Image object location entries
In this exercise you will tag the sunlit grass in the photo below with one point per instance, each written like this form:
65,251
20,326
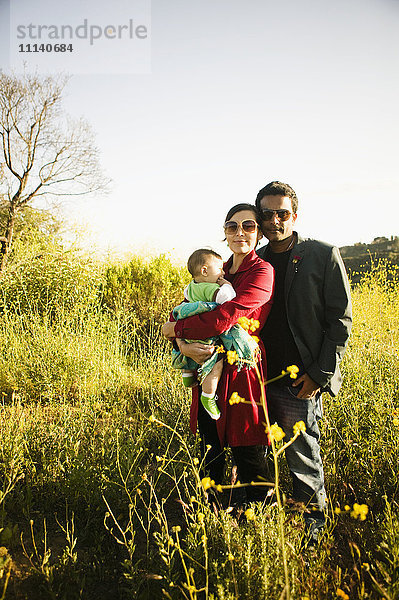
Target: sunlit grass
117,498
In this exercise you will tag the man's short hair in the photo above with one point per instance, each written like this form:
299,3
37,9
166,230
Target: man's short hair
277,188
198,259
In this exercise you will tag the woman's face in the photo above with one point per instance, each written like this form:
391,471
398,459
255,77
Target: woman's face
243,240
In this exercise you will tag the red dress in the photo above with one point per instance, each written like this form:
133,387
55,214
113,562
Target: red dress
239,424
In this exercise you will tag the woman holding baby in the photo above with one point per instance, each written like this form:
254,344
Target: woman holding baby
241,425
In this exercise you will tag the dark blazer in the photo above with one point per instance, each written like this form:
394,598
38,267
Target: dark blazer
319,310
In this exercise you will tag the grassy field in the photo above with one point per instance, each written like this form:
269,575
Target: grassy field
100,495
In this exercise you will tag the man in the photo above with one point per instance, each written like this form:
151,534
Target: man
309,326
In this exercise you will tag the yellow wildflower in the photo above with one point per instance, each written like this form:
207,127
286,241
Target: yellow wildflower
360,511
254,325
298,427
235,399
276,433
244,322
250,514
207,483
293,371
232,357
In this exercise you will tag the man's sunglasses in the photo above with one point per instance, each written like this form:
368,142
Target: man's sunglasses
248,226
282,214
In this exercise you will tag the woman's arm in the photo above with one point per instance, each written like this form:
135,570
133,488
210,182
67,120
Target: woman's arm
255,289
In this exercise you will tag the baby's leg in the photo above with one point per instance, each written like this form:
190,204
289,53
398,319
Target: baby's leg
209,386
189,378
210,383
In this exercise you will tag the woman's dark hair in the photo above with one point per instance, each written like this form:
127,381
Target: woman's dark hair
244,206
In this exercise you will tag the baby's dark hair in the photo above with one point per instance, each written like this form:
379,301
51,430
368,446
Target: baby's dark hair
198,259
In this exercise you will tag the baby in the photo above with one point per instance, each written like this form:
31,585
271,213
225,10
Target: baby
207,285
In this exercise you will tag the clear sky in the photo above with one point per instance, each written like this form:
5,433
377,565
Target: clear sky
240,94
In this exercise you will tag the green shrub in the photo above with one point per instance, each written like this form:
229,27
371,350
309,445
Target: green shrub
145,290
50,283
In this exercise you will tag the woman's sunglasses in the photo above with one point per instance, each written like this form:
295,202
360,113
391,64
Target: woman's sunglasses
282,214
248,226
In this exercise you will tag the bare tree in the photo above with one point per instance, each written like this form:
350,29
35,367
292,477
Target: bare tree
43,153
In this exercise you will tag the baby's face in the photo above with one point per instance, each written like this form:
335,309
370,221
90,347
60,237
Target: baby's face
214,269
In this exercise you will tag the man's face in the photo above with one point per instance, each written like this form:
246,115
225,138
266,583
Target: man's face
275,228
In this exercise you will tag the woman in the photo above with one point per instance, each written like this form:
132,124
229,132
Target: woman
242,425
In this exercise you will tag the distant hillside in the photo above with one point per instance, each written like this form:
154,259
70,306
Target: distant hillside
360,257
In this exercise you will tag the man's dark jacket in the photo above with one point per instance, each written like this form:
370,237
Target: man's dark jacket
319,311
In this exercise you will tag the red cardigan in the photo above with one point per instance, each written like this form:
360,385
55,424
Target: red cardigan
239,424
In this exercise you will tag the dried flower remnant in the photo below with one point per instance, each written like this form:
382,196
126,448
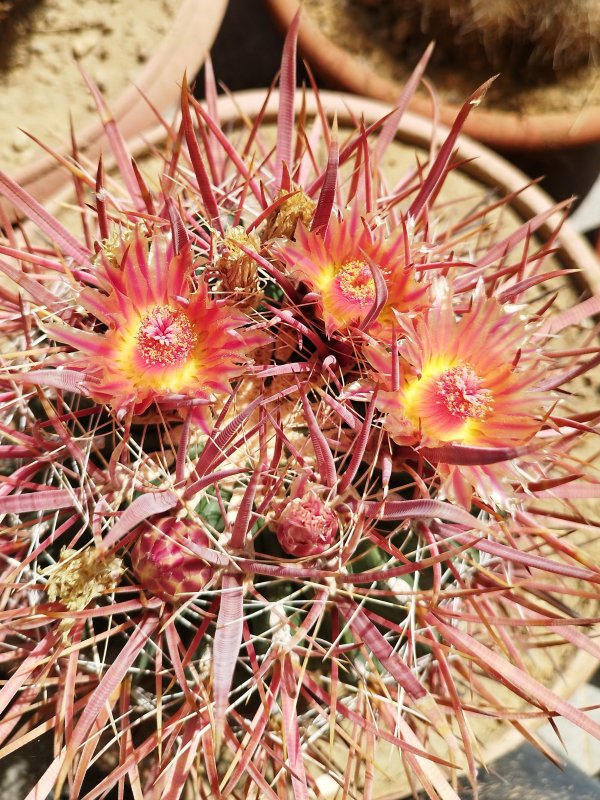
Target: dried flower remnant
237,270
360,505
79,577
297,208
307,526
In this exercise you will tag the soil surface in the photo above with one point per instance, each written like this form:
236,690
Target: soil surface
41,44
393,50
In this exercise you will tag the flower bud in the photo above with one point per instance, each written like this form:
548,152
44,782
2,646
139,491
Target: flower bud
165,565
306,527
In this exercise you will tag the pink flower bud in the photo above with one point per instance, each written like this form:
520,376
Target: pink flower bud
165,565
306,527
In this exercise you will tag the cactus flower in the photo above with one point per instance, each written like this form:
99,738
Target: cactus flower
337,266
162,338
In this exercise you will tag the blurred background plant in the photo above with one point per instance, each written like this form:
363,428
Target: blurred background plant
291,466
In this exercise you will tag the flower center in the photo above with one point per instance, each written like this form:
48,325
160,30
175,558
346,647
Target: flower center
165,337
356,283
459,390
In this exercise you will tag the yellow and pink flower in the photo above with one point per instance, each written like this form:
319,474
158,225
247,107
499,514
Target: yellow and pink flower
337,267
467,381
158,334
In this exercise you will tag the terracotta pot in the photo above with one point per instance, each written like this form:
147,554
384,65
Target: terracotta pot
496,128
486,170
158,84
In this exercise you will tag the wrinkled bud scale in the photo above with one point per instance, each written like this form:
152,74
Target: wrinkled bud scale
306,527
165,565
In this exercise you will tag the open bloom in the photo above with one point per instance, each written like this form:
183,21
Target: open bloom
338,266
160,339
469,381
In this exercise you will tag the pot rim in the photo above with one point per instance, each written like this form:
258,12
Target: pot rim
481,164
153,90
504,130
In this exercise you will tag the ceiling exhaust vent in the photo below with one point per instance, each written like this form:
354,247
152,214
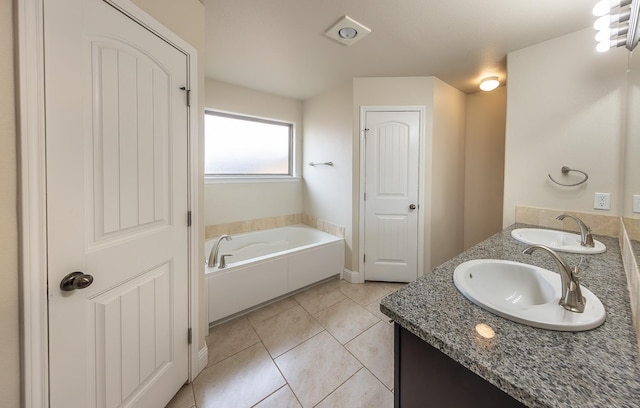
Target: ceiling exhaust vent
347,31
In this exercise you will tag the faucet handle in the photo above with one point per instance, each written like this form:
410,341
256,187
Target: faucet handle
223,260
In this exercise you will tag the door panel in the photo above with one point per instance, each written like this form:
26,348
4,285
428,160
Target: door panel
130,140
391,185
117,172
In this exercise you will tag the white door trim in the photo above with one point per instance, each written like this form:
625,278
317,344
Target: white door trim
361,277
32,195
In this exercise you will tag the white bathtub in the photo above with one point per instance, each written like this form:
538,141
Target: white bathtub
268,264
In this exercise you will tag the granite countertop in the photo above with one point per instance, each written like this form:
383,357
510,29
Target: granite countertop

• [STATED TASK]
Every line is to be duplicated exactly, though pictures stay out.

• [THE REPLY]
In this exercise you will tag the sunlit grass in the photo below with one point per instance, each written like this form:
65,251
20,326
Target: sunlit grass
117,498
In this exercise you will tag the man's short hair in the photo above with one point per instance, each written like this form:
299,3
37,9
166,230
Target: man's short hair
277,188
198,259
In this exercise you will tag the woman's face in the photo above with one point per instance, each written like this form:
391,471
398,459
255,77
Target: woman's face
243,240
In this exercise you will tag the red dress in the photo above with one point per instance, each written like this form:
133,387
55,214
113,562
Target: red dress
239,424
In this exercise you will tag the woman holding baby in the photo above with one point per instance, each written like this form:
254,344
Target: woman holding baby
241,425
In this exercise you will tag the dark blazer in the photo above with one point per instance, each written like this form:
394,598
38,267
Target: dark blazer
319,310
In this exercise you will tag the grassy field in the photo above with one point per instance, each written like this form:
269,575
Target: grassy field
100,495
In this exercise you will tag the man in the photo above with one point per instance, each written like this form:
151,534
Target: man
309,326
In this exercise you will tag the yellow wildflower in the photo above with one point per instance, each written like this form:
207,127
286,241
Target: yellow wildflower
360,511
254,325
298,427
235,399
276,433
244,322
250,514
207,483
293,371
232,357
In this exercise you will tag the man's sunglasses in the photo above with one point per instance, each written like this form:
368,142
Target: man's sunglasses
248,226
282,214
In this exercise you will tag the woman's arm in the photo above with one point per instance, each written like this form:
135,570
133,488
210,182
67,120
Target: woman's arm
255,289
In this exercise you will tag the baby's leg in the photo above with one point per instance, each written like this form:
190,204
289,53
398,319
Target: baby's leg
209,386
189,378
210,383
In this exercise you will tag the woman's dark hair in the photo above with one point per instance, each written like this form:
127,381
Target: woman's dark hair
244,206
In this exercise you will tag the baby's dark hair in the photo above with one point per instance, each written like this form:
379,301
51,430
368,446
Target: baby's dark hair
198,259
In this exercise you will tag the baby in the photo above with one point per instance, each written like this form:
31,585
271,213
225,10
Target: baby
207,285
In this exercise you will tag the clear sky in the photo above with one point per instance, each written like this form:
5,433
377,565
Target: clear sky
240,94
In this exercise you will tag the green shrub in the photo above with one point per instance, each written like this form:
229,27
371,350
309,445
Target: green shrub
145,290
50,283
In this exercise you will tag the woman's sunglasses in the photo above with one point per instance, each written like this form:
295,202
360,113
391,64
Target: woman's sunglasses
282,214
248,226
In this exercise you will tag the bare tree in the photo above with one point per instance, each written like this form:
350,29
35,367
292,477
Target: bare tree
43,153
In this exercise you will tag the baby's face in the photo above with one point per instance, each written like this form:
335,309
370,221
90,347
60,237
Target: baby's face
214,269
In this exercise you will tag the man's face in the photo above with one point per instance, each written like this form:
246,115
225,138
266,583
Target: man's face
275,228
In this exercise you will tag the woman in the photo above with one point per instance, each written like this form:
132,124
229,132
Target: woman
242,425
In this exercise you will tag the distant hillside in the photo above with one point per instance, each written like this form:
154,259
70,306
Target: distant hillside
360,257
In this exercise you will tag the man's dark jacket in the photo above with one point per instance, each written like this form:
370,237
Target: man's dark jacket
319,311
In this exercise you will tag the red cardigan in the photo above with one point per instance, each written like this form:
360,385
55,424
Target: red cardigan
239,424
In this exercise you will tag the dried flower remnant in the photo below with one point per instance, each written like this form:
382,196
126,448
Target: dried flower remnant
237,270
360,505
79,577
297,208
307,526
In this exercise you will tag the soil surface in the photo above with one point per instance, each written like this form:
236,690
Target: soil surface
41,44
393,50
In this exercise you will tag the flower bud in the photo above with one point per instance, each written like this form:
548,152
44,782
2,646
139,491
Target: flower bud
165,565
306,527
In this exercise you will tag the pink flower bud in the photo above with one point per instance, each written like this form:
520,376
Target: pink flower bud
165,565
306,527
In this exercise you will tag the cactus flower in the photo above with one point per instance, each written like this form:
99,738
Target: cactus flower
337,266
162,338
In this exercise you will tag the blurred background plant in the photo above with one point per instance, each written like this form:
363,428
Target: blurred background plant
291,466
In this exercise you will tag the flower center in the photo above with one point per instance, each written like this form:
48,325
160,30
175,558
346,647
Target: flower center
165,337
356,283
459,390
In this exercise you will tag the yellow and pink flower in the photo above with one point per instance, each written like this form:
319,474
158,225
247,107
499,514
Target: yellow and pink flower
337,267
467,381
158,334
In this exercise you will tag the terracotta pot in the photo above with one point per instance, each written like this form:
147,554
384,65
Target: terracotta pot
496,128
486,170
158,84
In this exercise you will tag the wrinkled bud scale in the photo above with one point per instance, each written like this form:
152,74
Target: wrinkled bud scale
306,527
165,565
In this exercise you will tag the open bloom in the photo above with one point per instance, each written like this form:
183,21
Target: open bloom
338,266
160,339
469,381
In this exercise you will tag the pot rim in the photo above with one point per instance, each written like this form:
258,12
Target: pot rim
481,164
153,90
504,130
In this exercise you will tag the ceiling exhaust vent in the photo below with one point per instance, each written like this form:
354,247
152,214
Target: ceiling exhaust vent
347,31
In this exercise you will tag the faucet handle in the photo above with one point per instance, each written like this form:
410,341
256,187
Target: faucet handle
223,260
In this exercise you will tag the door panel in the photo above with one point per instance, each written like this form:
26,348
4,285
428,160
Target: door panel
130,140
391,185
117,172
In this exercise you will tag the white door trim in the photo above with one point per instance, each written like this form:
625,278
317,344
Target: white door trim
361,277
32,195
In this exercise you will tag the white bathtub in the photo above with one point per instance, each written like this form:
538,141
Target: white bathtub
268,264
In this exercise you will tag the granite countertop in the photo above with one point per instance, each written like this form:
383,357
510,29
Target: granite countertop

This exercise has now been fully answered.